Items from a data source
*** Begin section ***

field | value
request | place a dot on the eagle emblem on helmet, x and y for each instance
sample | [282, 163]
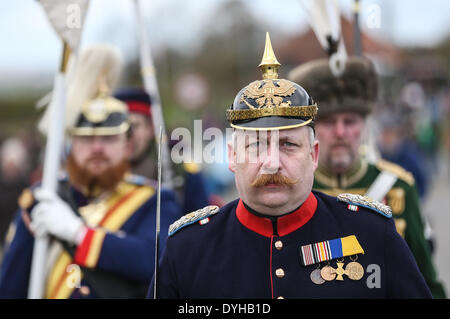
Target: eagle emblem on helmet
[268, 93]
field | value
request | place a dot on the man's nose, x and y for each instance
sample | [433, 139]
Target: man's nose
[271, 159]
[339, 128]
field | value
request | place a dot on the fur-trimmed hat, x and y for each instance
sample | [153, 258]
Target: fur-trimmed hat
[355, 90]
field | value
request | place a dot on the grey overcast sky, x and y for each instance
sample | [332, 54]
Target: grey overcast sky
[28, 42]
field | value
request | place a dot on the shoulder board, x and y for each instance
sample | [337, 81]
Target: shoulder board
[193, 217]
[358, 200]
[139, 180]
[399, 171]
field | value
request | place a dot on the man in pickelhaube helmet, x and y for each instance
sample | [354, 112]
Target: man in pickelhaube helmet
[102, 221]
[280, 239]
[345, 102]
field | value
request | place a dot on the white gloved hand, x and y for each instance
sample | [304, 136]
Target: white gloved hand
[54, 216]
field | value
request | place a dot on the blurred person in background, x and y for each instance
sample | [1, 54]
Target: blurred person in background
[143, 159]
[397, 146]
[344, 103]
[101, 223]
[15, 169]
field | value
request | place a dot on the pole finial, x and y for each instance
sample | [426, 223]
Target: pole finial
[269, 64]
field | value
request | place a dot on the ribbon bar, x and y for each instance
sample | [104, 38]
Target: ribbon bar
[330, 249]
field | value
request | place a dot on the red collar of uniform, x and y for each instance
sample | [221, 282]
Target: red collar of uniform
[285, 224]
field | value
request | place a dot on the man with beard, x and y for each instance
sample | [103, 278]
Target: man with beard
[280, 239]
[345, 102]
[102, 221]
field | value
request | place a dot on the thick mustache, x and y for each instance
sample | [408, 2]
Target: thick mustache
[97, 157]
[278, 179]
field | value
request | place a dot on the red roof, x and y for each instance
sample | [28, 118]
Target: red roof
[305, 47]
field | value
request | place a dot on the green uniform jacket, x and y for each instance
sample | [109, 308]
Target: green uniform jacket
[404, 201]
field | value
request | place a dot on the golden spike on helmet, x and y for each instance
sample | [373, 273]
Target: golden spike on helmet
[269, 64]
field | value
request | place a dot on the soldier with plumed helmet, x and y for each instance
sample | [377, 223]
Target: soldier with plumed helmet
[280, 239]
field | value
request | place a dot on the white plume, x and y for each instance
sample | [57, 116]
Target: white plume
[95, 63]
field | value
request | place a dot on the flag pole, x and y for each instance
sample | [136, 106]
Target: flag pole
[151, 87]
[53, 150]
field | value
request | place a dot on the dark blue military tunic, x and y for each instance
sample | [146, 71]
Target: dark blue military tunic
[121, 247]
[238, 254]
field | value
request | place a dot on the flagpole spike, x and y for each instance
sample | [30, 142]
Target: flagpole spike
[269, 64]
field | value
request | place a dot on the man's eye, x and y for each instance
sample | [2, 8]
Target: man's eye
[288, 144]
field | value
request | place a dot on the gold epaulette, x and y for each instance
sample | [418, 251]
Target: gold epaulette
[355, 200]
[399, 171]
[188, 219]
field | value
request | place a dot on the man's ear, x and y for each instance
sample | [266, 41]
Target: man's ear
[231, 157]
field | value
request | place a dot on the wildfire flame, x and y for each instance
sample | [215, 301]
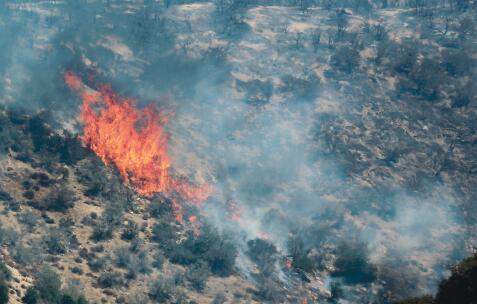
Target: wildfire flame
[131, 139]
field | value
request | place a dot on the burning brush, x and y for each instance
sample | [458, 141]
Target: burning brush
[133, 140]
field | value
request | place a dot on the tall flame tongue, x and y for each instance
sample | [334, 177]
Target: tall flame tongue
[133, 140]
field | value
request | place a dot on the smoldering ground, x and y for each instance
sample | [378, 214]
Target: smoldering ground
[291, 155]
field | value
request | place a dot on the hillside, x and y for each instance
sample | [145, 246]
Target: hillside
[307, 151]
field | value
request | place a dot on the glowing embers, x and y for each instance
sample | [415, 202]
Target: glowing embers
[131, 139]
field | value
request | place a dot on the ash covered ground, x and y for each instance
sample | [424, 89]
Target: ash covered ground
[339, 138]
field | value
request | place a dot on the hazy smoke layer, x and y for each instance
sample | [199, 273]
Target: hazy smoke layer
[275, 153]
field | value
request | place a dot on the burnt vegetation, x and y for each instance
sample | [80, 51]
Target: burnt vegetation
[63, 211]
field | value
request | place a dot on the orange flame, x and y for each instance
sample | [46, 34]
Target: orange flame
[131, 139]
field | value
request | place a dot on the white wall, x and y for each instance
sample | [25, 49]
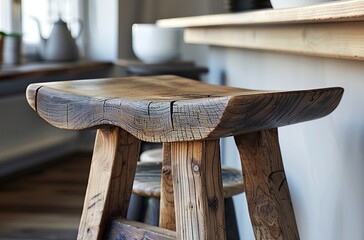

*** End section ***

- **Assigned task**
As the answer, set down only the lines from the data above between the one holding "request | place a dot on the hazy" and the one holding "sample | [46, 34]", inclusive, exactly as they read.

- **Answer to this task**
request | place a dot on the hazy smoke layer, x and y for each instance
sample | [199, 273]
Target: hazy smoke layer
[275, 153]
field | value
request | place a dot on the burnt vegetation, x and y for each instance
sample | [80, 51]
Target: burnt vegetation
[63, 211]
field | value
request | place a dot on the orange flame, x and y for each instance
sample | [46, 34]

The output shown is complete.